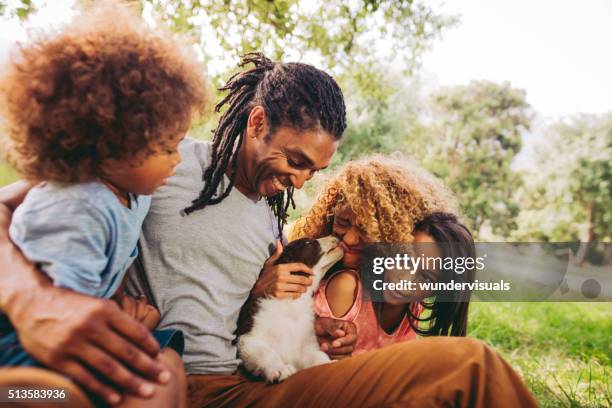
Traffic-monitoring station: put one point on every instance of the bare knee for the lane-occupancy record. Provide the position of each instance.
(171, 394)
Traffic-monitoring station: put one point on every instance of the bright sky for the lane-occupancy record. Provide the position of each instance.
(558, 51)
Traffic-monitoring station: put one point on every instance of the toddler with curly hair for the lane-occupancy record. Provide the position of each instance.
(93, 115)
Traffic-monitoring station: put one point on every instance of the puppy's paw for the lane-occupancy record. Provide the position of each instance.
(317, 357)
(278, 373)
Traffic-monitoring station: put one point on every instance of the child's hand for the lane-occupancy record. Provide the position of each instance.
(336, 337)
(140, 310)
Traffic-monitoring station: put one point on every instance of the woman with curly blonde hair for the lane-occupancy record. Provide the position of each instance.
(386, 199)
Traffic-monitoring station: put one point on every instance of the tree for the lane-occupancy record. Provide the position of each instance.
(569, 191)
(475, 133)
(21, 8)
(339, 33)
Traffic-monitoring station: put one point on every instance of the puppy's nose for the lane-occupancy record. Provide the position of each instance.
(329, 242)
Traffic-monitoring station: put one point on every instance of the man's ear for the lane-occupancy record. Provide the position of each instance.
(257, 123)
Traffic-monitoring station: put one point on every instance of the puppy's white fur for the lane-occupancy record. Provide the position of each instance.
(282, 339)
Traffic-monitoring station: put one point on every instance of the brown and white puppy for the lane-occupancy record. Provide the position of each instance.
(282, 340)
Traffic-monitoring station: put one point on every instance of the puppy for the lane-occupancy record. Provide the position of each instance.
(282, 340)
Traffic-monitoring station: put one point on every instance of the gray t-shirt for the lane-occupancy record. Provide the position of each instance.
(201, 267)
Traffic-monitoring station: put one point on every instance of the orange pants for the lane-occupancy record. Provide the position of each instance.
(432, 372)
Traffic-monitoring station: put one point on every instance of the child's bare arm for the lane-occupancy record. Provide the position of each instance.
(341, 292)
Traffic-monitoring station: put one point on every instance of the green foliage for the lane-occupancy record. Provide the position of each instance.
(21, 8)
(568, 193)
(341, 33)
(475, 133)
(562, 350)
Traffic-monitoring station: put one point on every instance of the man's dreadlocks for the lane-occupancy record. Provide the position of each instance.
(292, 94)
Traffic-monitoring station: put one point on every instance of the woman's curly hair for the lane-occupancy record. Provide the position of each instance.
(107, 86)
(388, 194)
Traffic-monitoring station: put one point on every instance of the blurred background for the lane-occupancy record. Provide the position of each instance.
(507, 102)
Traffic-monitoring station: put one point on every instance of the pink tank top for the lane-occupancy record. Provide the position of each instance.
(370, 336)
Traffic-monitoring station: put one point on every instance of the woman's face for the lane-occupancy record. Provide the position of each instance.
(351, 237)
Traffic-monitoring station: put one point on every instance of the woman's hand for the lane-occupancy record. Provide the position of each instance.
(278, 281)
(336, 337)
(139, 309)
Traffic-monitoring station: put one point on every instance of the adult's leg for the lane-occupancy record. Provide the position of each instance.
(41, 378)
(423, 373)
(168, 395)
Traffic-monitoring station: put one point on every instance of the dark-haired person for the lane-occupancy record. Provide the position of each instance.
(385, 199)
(202, 260)
(396, 317)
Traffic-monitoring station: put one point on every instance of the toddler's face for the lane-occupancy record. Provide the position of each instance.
(146, 176)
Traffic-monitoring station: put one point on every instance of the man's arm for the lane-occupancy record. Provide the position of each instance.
(69, 332)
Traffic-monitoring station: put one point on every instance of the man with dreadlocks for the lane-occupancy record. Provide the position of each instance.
(202, 257)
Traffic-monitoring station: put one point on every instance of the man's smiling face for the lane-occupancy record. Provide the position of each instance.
(286, 157)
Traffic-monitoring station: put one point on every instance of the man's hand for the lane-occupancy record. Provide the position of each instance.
(78, 335)
(336, 337)
(74, 334)
(139, 309)
(278, 281)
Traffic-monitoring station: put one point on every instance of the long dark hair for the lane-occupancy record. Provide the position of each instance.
(292, 94)
(448, 313)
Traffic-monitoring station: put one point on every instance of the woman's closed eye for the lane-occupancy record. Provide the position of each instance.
(296, 164)
(429, 276)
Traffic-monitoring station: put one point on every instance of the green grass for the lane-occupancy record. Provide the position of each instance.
(563, 351)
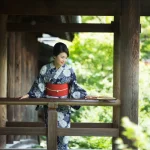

§

§ What is asked
Rewrite all the items above, changing "lane-occupancy record" to "lane-count log" and leaving everything else unchanged. Leave the pictures out.

§ Problem solution
Traffic-monitoring station: put one point on every instance of the bare knee for the lane-count log. Provide the position of each instance.
(171, 394)
Traffic-monitoring station: put one point on every instance of the bright sky for the lane-count log. Provide the position of each instance.
(558, 51)
Traffic-monitoring station: put one point on every instance of the toddler with curly hair for the lane-count log. Provide the position of each instance.
(93, 115)
Traffic-monitoring station: put one point on every instance of the puppy's paw for the lane-count log. Provide the position of each instance.
(317, 357)
(278, 373)
Traffic-monitoring station: put one point on every instance of the child's hand for the lane-count log. Provide the position of each instance.
(336, 337)
(140, 310)
Traffic-monitoring station: put one point on every instance of the woman with curly blonde hair for the lane-count log. Provide the position of each instance.
(386, 199)
Traffic-monitoring station: put one point on every instance of the tree for the lane-count log. Provide the position of each instance.
(569, 191)
(475, 133)
(21, 8)
(339, 33)
Traffic-monitoring station: put one point on every instance of the puppy's nose for the lane-count log. Provide the position of each instance.
(329, 242)
Traffic-monitoring station: put one point on every instance of the man's ear for the lane-count log. Provide the position of each instance.
(257, 123)
Traffic-monitoring station: put one point on every instance of the puppy's white fur for the lane-count log. Provide the position of each instance.
(282, 339)
Traffic-monitoring station: put one point on every instance of the brown and white puppy for the lane-count log. Provide the position of each instance.
(282, 340)
Traffic-monitoring station: put one point on every instance of the puppy for the lane-count log. Provide the position of each instance.
(282, 340)
Traffic-monitoring station: put one point on every instance of the gray t-shirt for the lane-count log. Provide the position of each instance.
(201, 267)
Traffic-monitoring station: put one point on every instance of the orange pants for the lane-count log. Provide the position of each instance.
(432, 372)
Traffic-monitoring station: put one point on every instance of the child's bare arm for the lane-count log. Provide the position of each instance.
(341, 292)
Traffic-monitoring station: put one point on every instance of the green foliage for the lane-count log. Provide the position of each instance.
(21, 8)
(568, 193)
(341, 33)
(475, 133)
(562, 350)
Traffic-monitoring station: put one point on every instance of the man's dreadlocks for the lane-count log. Provide the position of each instance.
(292, 94)
Traffic-monitoring station: put one point on every instance of the woman's curly hair for the lane-count log. Provide the position of each instance.
(107, 86)
(388, 194)
Traffic-monitoring station: put one point on every instance of the blurred background for the lane-count log. Provide the position of each instance.
(507, 102)
Traffic-monitoring station: put one point on every instance of the pink tank top for the lane-count log. Provide the position of each instance.
(370, 336)
Traffic-monitoring station: put one point on every instance of the woman's face for the lane-count log. Provide the position of each instance.
(351, 237)
Traffic-monitoring station: put one point on every instance of the woman's hand for the lane-count log. Provide the position of each instance.
(278, 281)
(336, 337)
(139, 309)
Traffic-monitoring station: put one point on every instance of the adult's leg for the lane-count log. Provide the position of each instance.
(41, 378)
(423, 373)
(168, 395)
Traffic-monitoring station: put one point on every instance of the dark-haired person for the lane-count log. Provide the position of each instance.
(385, 199)
(202, 260)
(396, 317)
Traffic-monitoring station: put one point on every instance of the toddler's face for the lane-count log. Provide the position of each instance.
(146, 176)
Traffic-monitoring station: put one point on every instance of the man's arm for the lane-count log. Provide the position of each instance.
(69, 332)
Traffic-monitoring station: put one point on every instance of the man with dreadlocks for the lane-count log. Provide the position of each instance.
(202, 257)
Traffic-monitoring station: put one point on every instance of the man's smiling face for the lane-count log. Provide the position of each instance.
(286, 157)
Traffic-monitoring station: put one point on every instance of the man's hand for the lane-count log. Provide the position of each instance.
(78, 335)
(336, 337)
(74, 334)
(139, 309)
(278, 281)
Traffic-monitoring station: put one point on every instance of the long dark hair for the lane-count log. Provide the position of each instance.
(292, 94)
(448, 313)
Traffic-monitoring station: put one point on every instance of the woman's closed eye for the lane-count log. Provide the position of each instance.
(296, 164)
(429, 276)
Traffic-monitoring station: put one point on every instance of the green grass for the lane-count log. Provide the position of each instance.
(563, 351)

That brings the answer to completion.